[What you are asked to do] Each entry needs to be reproduced exactly as it is.

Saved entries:
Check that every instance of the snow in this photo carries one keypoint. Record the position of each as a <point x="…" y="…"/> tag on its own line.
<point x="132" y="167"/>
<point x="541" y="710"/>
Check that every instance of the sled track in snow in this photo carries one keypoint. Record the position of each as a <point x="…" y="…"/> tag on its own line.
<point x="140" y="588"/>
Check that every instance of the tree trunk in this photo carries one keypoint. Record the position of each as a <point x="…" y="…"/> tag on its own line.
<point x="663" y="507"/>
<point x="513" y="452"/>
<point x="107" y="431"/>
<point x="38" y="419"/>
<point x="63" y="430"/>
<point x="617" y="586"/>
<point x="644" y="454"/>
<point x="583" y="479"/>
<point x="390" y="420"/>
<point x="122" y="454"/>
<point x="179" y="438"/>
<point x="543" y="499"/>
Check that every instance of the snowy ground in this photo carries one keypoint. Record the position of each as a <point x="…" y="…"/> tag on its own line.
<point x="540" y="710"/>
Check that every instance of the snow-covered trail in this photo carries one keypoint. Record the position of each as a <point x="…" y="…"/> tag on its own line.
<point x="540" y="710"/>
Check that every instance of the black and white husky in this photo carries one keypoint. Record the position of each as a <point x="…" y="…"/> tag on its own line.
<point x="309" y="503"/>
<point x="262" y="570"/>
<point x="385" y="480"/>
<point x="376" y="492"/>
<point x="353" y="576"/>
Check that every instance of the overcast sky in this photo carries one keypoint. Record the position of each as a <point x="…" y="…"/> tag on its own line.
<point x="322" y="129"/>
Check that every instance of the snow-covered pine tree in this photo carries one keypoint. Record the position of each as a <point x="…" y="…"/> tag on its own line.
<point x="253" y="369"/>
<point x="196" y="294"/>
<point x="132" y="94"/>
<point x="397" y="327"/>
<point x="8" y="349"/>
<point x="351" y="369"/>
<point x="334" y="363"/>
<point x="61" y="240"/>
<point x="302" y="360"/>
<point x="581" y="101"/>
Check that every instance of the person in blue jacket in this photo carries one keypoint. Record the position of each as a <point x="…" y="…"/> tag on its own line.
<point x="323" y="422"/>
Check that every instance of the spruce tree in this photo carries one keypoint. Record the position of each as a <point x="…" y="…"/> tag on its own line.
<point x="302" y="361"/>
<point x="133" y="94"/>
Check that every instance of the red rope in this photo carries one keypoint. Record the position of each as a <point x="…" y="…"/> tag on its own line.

[Written solution]
Check that every instance of the snow in this photo carries one keypoint. Record the position of each as a <point x="…" y="…"/> tag on its own line.
<point x="132" y="167"/>
<point x="541" y="710"/>
Check that every instance of the sled track in snow in this photo carries one keypoint. Record the position of each as a <point x="…" y="…"/> tag on its own line.
<point x="140" y="588"/>
Check that every instance of the tree trunk in this photo carries one keypoint. Record the position of each as a <point x="…" y="…"/> tag on its own line.
<point x="663" y="507"/>
<point x="513" y="452"/>
<point x="107" y="431"/>
<point x="38" y="419"/>
<point x="63" y="430"/>
<point x="617" y="586"/>
<point x="644" y="454"/>
<point x="583" y="479"/>
<point x="390" y="420"/>
<point x="122" y="454"/>
<point x="179" y="438"/>
<point x="543" y="499"/>
Check that every instance of the snowy ground in this photo carries one keypoint. Record the position of each as a <point x="…" y="…"/> tag on its own line.
<point x="540" y="710"/>
Check that every instance of the snow-covered trail in this photo carries one keypoint. Record the position of each as a <point x="…" y="…"/> tag on its own line.
<point x="540" y="710"/>
Check that every instance of the black and white husky in this photo carries one keypoint. Record the position of each as a <point x="…" y="…"/> tag on its own line.
<point x="309" y="503"/>
<point x="262" y="570"/>
<point x="385" y="480"/>
<point x="376" y="492"/>
<point x="353" y="576"/>
Check that every instance of the overcast sky in this photo carries one keypoint. Record the position of each as a <point x="…" y="…"/> tag on its own line.
<point x="322" y="129"/>
Check that every instance of the snow-covered pine tree in this photo carries one keypoint. Record the position of each as a <point x="…" y="…"/> tag on its own line.
<point x="253" y="369"/>
<point x="196" y="294"/>
<point x="132" y="94"/>
<point x="397" y="327"/>
<point x="8" y="349"/>
<point x="351" y="369"/>
<point x="334" y="363"/>
<point x="61" y="240"/>
<point x="302" y="360"/>
<point x="581" y="101"/>
Check that every instance of the person in blue jacket in this photo carries one keypoint. Record the position of each as a <point x="…" y="…"/> tag on its own line.
<point x="323" y="422"/>
Check that every instance of the spruce tree in this photo carries one keypoint. Record the position of each as a <point x="…" y="…"/> tag on its own line.
<point x="302" y="361"/>
<point x="133" y="94"/>
Check that every instance of the red rope in this photo carries one keypoint. Record the position of each as a <point x="…" y="…"/> tag on its own line.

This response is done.